EXTRAIT DU DOCUMENT:
Lorsque j’écris : « La France ne sent pas le frais (…), c’est le pays des asticots », je veux dire que les villes moyennes ne sont plus dans elles-mêmes. Ces villes sont devenues des cartes postales. Les petits commerces du centre-ville ont été remplacés par des franchisés. On se souvient qu’ici il y avait un cordonnier, là une mercerie… Que sont devenus ces magasins ? Des boutiques de fringues ou un comptoir de ventes à emporter. Ce changement de paysage ne date pas d’hier. Cela remonte aux années 1970 avec l’arrivée des hypers puis des supermarchés dans les zones suburbaines. Lorsque vous arrivez dans n’importe quelle ville moyenne, ces zones se ressemblent toutes. Orléans s’apparente à Brest, Quimper à Bourges…

Sans trahir le suspense de votre livre, je ne peux pas m’empêcher d’évoquer d’abord quelques lieux de cette carte ancienne : Quimper et ses halles des années 1960, le quartier du Gros Caillou, vrai village, un autre endroit sis 37 rue, toujours Cler à Paris, lieu de la famille Jeusselin, traiteurs-charcutiers, etc. La liste est longue. Comment les avez-vous réunis et que représentent pour vous ces lieux ?

CONSIGNE:
D'après l'extrait, à quelle décennie remonte le changement de paysage des villes moyennes, et quelle arrivée l'a provoqué ?

DONNÉES SOURCES:
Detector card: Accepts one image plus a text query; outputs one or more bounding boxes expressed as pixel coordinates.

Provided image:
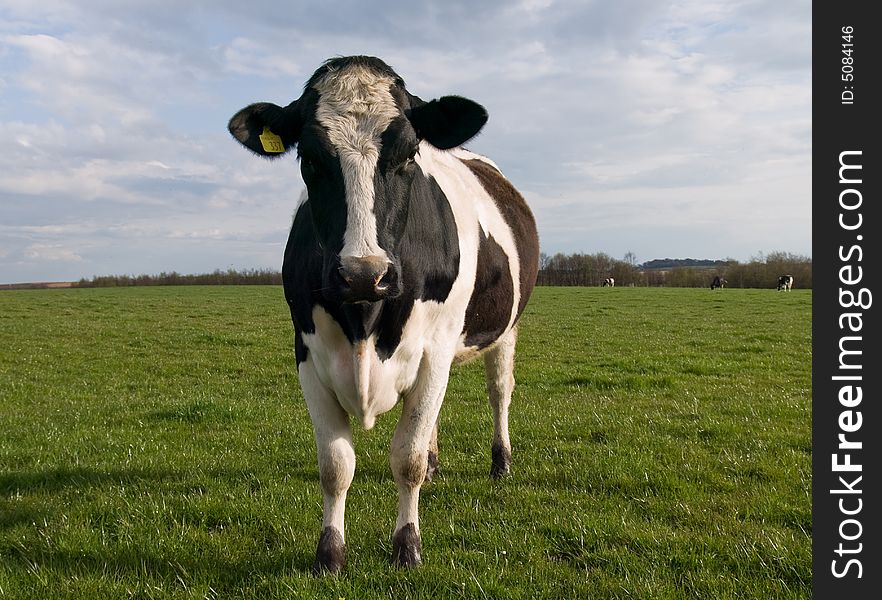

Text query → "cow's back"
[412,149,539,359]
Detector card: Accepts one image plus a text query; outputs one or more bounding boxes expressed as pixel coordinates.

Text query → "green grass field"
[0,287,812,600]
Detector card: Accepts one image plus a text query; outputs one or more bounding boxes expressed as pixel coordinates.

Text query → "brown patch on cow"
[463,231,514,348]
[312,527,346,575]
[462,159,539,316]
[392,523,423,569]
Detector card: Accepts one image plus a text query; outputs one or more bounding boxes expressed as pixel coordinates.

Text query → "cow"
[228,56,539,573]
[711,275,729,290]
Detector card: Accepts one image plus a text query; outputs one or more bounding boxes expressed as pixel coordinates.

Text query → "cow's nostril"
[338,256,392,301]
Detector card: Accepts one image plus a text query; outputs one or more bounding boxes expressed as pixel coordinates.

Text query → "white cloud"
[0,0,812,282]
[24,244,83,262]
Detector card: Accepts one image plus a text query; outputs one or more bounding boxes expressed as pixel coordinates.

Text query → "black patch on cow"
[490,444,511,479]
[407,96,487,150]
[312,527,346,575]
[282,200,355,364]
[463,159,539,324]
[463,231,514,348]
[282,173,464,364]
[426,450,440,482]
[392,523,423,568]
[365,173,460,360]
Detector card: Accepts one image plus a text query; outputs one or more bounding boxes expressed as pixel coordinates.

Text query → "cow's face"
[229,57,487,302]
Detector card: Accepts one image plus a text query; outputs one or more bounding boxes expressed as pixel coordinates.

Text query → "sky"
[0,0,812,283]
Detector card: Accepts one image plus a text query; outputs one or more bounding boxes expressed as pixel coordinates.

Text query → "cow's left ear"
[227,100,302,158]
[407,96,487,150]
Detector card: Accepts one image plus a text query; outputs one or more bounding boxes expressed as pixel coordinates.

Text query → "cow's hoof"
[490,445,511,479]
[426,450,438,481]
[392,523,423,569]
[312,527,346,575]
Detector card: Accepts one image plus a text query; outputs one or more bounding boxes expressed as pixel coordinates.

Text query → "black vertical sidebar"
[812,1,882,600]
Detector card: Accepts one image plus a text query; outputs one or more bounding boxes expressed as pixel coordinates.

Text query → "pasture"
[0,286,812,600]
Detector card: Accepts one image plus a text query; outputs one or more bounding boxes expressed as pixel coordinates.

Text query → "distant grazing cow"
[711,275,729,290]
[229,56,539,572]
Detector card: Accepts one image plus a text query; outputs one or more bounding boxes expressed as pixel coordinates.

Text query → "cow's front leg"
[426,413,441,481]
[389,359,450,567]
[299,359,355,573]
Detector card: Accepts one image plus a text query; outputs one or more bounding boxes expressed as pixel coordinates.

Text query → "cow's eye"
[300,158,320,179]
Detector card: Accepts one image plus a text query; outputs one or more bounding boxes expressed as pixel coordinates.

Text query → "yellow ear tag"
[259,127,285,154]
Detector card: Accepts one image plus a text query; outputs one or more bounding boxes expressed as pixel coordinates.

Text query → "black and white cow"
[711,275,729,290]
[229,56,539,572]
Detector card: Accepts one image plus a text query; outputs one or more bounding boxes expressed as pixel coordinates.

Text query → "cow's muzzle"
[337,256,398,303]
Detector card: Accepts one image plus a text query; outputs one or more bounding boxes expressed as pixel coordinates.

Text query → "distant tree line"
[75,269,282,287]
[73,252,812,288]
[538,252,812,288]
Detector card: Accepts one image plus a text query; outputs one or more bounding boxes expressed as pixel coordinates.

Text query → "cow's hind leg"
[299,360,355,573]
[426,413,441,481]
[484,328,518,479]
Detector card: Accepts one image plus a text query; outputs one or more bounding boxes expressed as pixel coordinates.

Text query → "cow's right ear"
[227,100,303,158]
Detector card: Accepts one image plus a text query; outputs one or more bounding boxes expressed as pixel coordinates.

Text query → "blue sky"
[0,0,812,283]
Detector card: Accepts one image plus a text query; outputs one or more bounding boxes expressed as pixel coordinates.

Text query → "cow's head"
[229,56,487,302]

VOTRE RÉPONSE:
Aux années 1970, avec l'arrivée des hypers puis des supermarchés dans les zones suburbaines.